— Start of Material for this task —

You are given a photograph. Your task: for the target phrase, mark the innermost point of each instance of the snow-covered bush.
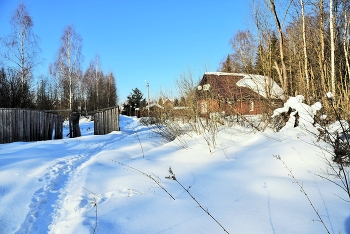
(295, 113)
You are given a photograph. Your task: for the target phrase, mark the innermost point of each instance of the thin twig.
(172, 177)
(303, 191)
(149, 176)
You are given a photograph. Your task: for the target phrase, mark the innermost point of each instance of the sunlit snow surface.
(51, 186)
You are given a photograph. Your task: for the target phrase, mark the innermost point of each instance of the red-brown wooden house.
(234, 93)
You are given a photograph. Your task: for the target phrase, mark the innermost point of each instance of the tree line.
(68, 85)
(303, 45)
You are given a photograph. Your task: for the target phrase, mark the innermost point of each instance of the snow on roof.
(258, 83)
(156, 105)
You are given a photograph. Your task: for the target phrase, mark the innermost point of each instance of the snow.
(52, 186)
(305, 112)
(258, 83)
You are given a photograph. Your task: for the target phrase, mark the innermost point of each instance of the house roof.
(240, 85)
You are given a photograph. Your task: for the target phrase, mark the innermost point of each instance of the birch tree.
(331, 27)
(68, 63)
(22, 44)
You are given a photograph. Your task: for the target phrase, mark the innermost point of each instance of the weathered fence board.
(29, 125)
(106, 121)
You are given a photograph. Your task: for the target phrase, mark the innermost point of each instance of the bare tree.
(283, 74)
(331, 26)
(67, 66)
(244, 50)
(22, 43)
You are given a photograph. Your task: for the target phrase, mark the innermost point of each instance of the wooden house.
(233, 93)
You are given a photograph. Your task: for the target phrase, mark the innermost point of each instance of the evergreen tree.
(134, 98)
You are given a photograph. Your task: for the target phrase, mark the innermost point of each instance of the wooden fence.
(28, 125)
(106, 121)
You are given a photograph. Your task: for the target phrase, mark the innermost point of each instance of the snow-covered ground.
(53, 186)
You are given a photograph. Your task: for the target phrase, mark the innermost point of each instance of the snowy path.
(50, 167)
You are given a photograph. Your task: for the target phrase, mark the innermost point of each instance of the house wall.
(242, 107)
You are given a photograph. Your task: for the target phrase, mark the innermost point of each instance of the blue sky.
(153, 40)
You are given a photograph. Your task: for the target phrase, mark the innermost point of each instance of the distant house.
(234, 93)
(168, 104)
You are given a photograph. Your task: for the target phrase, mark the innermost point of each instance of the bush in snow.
(295, 113)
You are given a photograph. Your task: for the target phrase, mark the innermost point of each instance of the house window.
(251, 106)
(204, 107)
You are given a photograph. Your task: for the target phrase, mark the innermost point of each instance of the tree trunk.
(331, 24)
(281, 43)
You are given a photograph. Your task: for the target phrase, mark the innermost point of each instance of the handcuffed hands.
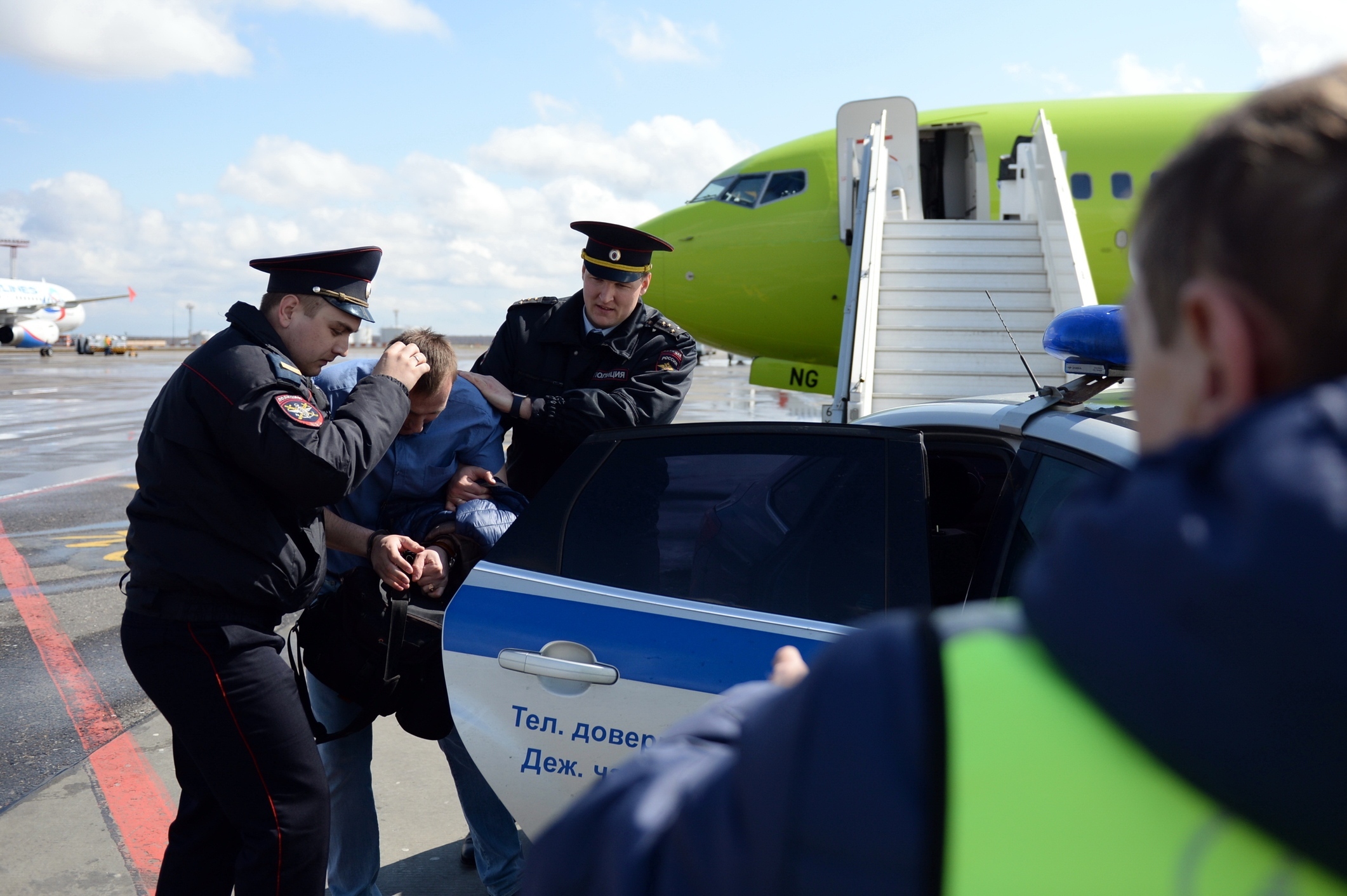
(387, 558)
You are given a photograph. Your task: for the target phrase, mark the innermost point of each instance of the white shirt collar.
(590, 328)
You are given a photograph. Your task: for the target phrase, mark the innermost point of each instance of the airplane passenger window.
(713, 190)
(745, 190)
(783, 185)
(791, 525)
(1082, 188)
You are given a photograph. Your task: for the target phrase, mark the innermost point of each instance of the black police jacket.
(637, 376)
(236, 461)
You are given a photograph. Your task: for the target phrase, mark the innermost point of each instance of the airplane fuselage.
(769, 279)
(36, 313)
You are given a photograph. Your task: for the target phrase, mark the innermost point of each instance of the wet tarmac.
(68, 440)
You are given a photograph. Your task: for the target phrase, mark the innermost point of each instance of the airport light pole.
(14, 251)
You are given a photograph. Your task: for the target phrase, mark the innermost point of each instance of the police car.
(663, 565)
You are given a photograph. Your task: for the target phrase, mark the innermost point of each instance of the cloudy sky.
(163, 143)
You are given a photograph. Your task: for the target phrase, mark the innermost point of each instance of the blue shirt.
(416, 466)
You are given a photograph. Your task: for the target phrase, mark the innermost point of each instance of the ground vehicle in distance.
(665, 565)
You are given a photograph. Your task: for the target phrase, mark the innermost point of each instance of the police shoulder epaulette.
(284, 369)
(666, 325)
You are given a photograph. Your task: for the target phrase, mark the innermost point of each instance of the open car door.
(659, 567)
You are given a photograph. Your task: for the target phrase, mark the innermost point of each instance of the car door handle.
(535, 663)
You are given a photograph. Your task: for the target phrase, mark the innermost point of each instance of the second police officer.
(237, 458)
(602, 359)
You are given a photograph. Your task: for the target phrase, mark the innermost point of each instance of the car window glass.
(790, 525)
(965, 488)
(783, 185)
(745, 190)
(1054, 482)
(713, 190)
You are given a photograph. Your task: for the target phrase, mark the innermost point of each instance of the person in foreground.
(1163, 709)
(237, 458)
(449, 430)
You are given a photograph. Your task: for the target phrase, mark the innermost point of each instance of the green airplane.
(760, 263)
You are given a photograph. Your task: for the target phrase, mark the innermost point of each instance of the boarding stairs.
(919, 325)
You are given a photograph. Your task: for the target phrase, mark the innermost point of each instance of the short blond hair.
(310, 303)
(439, 356)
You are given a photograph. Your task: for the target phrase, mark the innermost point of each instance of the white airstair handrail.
(1059, 230)
(852, 394)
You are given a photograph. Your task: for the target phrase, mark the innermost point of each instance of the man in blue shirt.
(451, 437)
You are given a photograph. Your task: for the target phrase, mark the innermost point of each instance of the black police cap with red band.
(341, 277)
(616, 253)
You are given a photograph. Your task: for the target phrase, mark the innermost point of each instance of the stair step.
(967, 230)
(959, 246)
(962, 263)
(964, 280)
(953, 301)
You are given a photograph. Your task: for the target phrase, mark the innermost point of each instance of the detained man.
(1163, 709)
(448, 438)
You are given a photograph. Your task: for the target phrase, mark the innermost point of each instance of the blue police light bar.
(1089, 340)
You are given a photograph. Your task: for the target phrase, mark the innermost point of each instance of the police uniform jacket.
(236, 461)
(636, 376)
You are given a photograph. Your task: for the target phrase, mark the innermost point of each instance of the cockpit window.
(745, 190)
(785, 185)
(713, 190)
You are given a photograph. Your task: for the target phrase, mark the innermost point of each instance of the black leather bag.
(379, 649)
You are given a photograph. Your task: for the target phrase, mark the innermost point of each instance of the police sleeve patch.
(300, 410)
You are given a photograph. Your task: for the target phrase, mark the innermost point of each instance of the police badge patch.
(300, 410)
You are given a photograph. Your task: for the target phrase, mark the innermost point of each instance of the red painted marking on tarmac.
(135, 795)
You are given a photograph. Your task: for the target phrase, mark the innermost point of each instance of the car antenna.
(1036, 387)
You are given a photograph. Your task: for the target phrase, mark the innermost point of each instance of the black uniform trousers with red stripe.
(253, 812)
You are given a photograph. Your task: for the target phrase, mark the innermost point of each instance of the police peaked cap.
(341, 277)
(616, 253)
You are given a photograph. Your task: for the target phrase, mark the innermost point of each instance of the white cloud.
(289, 173)
(458, 246)
(1052, 80)
(1295, 37)
(1138, 79)
(667, 155)
(390, 15)
(157, 38)
(658, 41)
(120, 39)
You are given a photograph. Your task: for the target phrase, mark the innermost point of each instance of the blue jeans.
(354, 855)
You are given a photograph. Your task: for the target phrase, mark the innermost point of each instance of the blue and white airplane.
(36, 313)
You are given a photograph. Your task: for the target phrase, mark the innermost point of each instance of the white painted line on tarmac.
(34, 483)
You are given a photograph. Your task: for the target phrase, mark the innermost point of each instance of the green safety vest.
(1048, 796)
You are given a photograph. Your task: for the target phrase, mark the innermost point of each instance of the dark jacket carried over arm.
(636, 378)
(236, 461)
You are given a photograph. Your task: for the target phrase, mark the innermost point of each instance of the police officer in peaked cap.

— End of Material for this task —

What you should do>
Give again only the lines of the material above that run from the one with "the blue jeans." through the end, both included, exactly as they appear.

Response>
You are given a photograph. Your task: for the target phrase, mark the innermost point of each instance of the blue jeans.
(354, 855)
You are given a photograph. Your task: for the target phrase, mark the innermost point of each instance of the blue and white airplane.
(36, 313)
You are given a photograph. Your task: for the target phrase, mark the innermost point of each instance of the white painted line on tarmac.
(34, 483)
You are given a photograph. Your task: for the target phrase, mark the innermost point of each instance of the green safety vest.
(1048, 796)
You are given a photograph. Your task: for the target phrase, mark the innermost point of each instance of the dark jacket carried over arm.
(636, 378)
(236, 461)
You are given a photograph. Your task: for the target phrase, mark the innermost point of each instance of the police officer in peaked cap.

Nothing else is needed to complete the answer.